# EXTRACTED ENTRIES:

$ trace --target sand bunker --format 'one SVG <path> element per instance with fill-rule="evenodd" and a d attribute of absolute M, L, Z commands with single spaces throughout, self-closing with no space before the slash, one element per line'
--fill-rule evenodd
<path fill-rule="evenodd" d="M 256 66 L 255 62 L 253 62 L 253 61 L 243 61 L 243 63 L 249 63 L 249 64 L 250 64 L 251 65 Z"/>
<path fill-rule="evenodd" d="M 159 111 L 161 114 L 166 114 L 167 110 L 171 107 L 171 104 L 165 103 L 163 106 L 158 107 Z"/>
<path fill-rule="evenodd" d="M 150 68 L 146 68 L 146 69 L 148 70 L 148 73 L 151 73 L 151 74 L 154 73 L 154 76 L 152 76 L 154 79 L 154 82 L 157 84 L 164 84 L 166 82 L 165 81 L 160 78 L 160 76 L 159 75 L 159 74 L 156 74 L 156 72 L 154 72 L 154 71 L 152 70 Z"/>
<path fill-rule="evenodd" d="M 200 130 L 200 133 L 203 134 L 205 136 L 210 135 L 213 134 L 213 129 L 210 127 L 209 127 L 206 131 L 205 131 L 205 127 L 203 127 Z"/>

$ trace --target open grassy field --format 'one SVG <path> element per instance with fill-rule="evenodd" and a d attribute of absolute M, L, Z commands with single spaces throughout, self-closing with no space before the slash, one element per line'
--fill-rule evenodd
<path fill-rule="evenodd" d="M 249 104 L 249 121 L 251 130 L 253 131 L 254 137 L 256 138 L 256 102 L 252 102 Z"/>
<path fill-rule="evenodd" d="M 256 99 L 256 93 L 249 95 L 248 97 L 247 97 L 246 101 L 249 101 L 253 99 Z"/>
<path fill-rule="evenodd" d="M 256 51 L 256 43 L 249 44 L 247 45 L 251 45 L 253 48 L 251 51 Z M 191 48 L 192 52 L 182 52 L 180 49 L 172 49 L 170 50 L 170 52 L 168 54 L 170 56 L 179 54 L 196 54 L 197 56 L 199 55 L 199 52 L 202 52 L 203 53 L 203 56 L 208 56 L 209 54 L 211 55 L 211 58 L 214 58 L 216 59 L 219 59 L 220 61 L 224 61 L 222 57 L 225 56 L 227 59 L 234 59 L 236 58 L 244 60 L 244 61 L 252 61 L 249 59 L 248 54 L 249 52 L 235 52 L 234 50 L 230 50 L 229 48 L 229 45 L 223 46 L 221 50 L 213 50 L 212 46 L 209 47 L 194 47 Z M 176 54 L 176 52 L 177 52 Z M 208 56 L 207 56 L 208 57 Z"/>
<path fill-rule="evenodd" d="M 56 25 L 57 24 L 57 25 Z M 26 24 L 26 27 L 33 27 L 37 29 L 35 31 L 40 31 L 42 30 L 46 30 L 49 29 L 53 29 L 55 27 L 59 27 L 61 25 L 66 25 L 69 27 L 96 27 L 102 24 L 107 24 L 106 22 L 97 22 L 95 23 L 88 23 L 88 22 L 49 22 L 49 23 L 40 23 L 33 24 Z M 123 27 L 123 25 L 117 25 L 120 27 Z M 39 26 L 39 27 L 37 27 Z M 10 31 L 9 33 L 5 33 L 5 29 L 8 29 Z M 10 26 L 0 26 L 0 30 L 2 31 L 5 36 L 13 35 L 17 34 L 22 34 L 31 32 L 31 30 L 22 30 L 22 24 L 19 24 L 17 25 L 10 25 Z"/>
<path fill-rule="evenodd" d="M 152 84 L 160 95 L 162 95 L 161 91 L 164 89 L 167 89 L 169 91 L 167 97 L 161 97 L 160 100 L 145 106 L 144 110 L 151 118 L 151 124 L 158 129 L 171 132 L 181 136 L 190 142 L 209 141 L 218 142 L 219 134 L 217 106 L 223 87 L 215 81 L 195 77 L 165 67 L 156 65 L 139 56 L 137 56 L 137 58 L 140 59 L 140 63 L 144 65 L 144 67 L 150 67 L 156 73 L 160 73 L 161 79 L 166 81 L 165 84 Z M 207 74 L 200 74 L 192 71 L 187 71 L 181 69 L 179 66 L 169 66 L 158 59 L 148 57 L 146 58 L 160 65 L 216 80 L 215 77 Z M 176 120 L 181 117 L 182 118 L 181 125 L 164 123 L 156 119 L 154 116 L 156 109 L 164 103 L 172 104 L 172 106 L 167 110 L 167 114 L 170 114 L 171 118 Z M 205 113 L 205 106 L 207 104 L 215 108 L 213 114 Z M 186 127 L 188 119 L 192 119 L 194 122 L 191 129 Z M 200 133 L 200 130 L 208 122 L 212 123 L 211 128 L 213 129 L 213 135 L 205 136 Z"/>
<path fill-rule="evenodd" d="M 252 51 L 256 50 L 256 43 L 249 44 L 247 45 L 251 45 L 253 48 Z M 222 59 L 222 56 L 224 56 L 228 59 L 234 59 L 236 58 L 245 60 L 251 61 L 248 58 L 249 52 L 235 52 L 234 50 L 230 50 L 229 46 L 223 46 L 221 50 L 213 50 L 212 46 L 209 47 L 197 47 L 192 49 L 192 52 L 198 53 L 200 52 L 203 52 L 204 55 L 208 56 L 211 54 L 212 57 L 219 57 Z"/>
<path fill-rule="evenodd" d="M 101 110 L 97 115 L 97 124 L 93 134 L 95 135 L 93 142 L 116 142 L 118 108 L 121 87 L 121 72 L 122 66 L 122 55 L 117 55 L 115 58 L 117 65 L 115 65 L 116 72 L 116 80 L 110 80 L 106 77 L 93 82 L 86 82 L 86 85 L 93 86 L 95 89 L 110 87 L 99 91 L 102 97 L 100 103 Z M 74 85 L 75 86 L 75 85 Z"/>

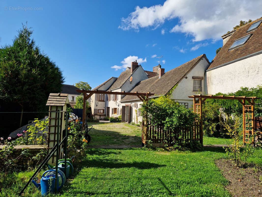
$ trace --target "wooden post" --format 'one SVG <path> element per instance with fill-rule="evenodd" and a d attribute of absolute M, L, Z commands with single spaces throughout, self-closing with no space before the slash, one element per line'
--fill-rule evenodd
<path fill-rule="evenodd" d="M 255 146 L 254 136 L 255 134 L 255 110 L 254 109 L 254 105 L 255 104 L 255 100 L 252 98 L 252 104 L 251 105 L 251 118 L 252 120 L 252 144 L 253 146 Z"/>
<path fill-rule="evenodd" d="M 244 144 L 245 138 L 245 100 L 243 99 L 243 144 Z"/>
<path fill-rule="evenodd" d="M 200 137 L 200 140 L 199 142 L 201 144 L 203 144 L 203 120 L 202 119 L 202 104 L 203 101 L 201 96 L 199 98 L 199 116 L 200 117 L 200 131 L 199 131 L 199 137 Z"/>

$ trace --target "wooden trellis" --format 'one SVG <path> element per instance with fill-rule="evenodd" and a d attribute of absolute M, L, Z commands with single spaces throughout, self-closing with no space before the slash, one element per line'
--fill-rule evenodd
<path fill-rule="evenodd" d="M 202 119 L 202 106 L 207 98 L 237 100 L 243 106 L 243 142 L 254 145 L 255 132 L 255 113 L 254 106 L 255 100 L 259 99 L 256 96 L 224 96 L 223 95 L 213 96 L 212 95 L 202 95 L 201 94 L 188 97 L 194 99 L 194 112 L 199 115 L 201 143 L 203 144 L 203 121 Z M 194 133 L 194 138 L 196 136 Z"/>

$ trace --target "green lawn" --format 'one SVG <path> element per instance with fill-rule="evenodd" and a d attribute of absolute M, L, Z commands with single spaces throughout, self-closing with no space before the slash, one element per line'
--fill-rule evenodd
<path fill-rule="evenodd" d="M 214 163 L 224 153 L 91 149 L 63 196 L 230 196 Z"/>
<path fill-rule="evenodd" d="M 90 146 L 141 144 L 141 128 L 123 123 L 89 123 Z"/>
<path fill-rule="evenodd" d="M 140 145 L 142 128 L 123 123 L 89 123 L 93 126 L 89 133 L 91 136 L 90 146 Z M 203 144 L 229 144 L 230 139 L 204 137 Z"/>
<path fill-rule="evenodd" d="M 74 179 L 68 180 L 59 194 L 49 196 L 230 196 L 224 188 L 228 182 L 214 162 L 226 157 L 223 149 L 159 151 L 89 149 Z M 248 161 L 262 166 L 262 149 L 255 151 Z M 33 172 L 8 173 L 0 196 L 17 196 Z M 24 196 L 40 195 L 30 184 Z"/>

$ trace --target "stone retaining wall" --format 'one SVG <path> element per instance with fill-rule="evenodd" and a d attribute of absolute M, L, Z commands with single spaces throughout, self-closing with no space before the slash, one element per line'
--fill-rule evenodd
<path fill-rule="evenodd" d="M 4 146 L 0 146 L 0 150 L 4 148 Z M 10 168 L 15 167 L 23 169 L 27 169 L 29 167 L 34 167 L 37 165 L 39 161 L 32 159 L 32 158 L 36 155 L 42 150 L 44 150 L 46 152 L 44 154 L 46 155 L 46 145 L 32 145 L 27 146 L 17 146 L 14 147 L 14 150 L 11 153 L 8 159 L 12 159 L 13 162 L 13 165 L 10 167 Z M 29 155 L 28 156 L 25 155 L 19 156 L 21 154 L 21 152 L 25 149 L 28 150 Z M 0 165 L 4 165 L 5 162 L 7 160 L 0 160 Z"/>

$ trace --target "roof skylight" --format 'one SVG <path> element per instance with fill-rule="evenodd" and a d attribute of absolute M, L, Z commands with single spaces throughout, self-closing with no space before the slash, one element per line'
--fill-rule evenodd
<path fill-rule="evenodd" d="M 244 45 L 248 39 L 250 37 L 252 34 L 250 34 L 247 35 L 246 35 L 244 37 L 242 37 L 236 40 L 234 42 L 233 44 L 230 47 L 228 50 L 234 49 L 239 46 Z"/>
<path fill-rule="evenodd" d="M 262 20 L 259 20 L 257 22 L 256 22 L 255 23 L 253 23 L 250 26 L 250 27 L 249 28 L 249 29 L 247 31 L 247 32 L 250 32 L 250 31 L 252 31 L 255 29 L 256 29 L 259 26 L 259 25 L 260 24 L 260 23 L 261 23 L 261 22 L 262 22 Z"/>

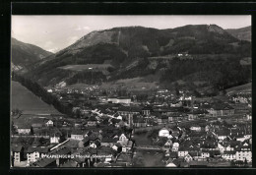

# PROBLEM REQUIREMENTS:
Put the material from the line with "trace --target open" up to and including the line with "249 104 L 249" into a two-column CSV headed input and output. Each row should hold one input and its answer, with each field in double quotes and line breaks replaced by spaces.

# RESPONSE TO THIS TASK:
input,output
"$ trace --target open grassy field --format 'one SVG <path> element per instance with fill-rule=""evenodd"" and a d attribute of absolute M, L, Z commands with single spaces throughout, self-closing with no space before the slash, one element per line' --fill-rule evenodd","<path fill-rule=""evenodd"" d=""M 249 104 L 249 121 L 251 130 L 253 131 L 254 137 L 256 138 L 256 102 L 252 102 Z""/>"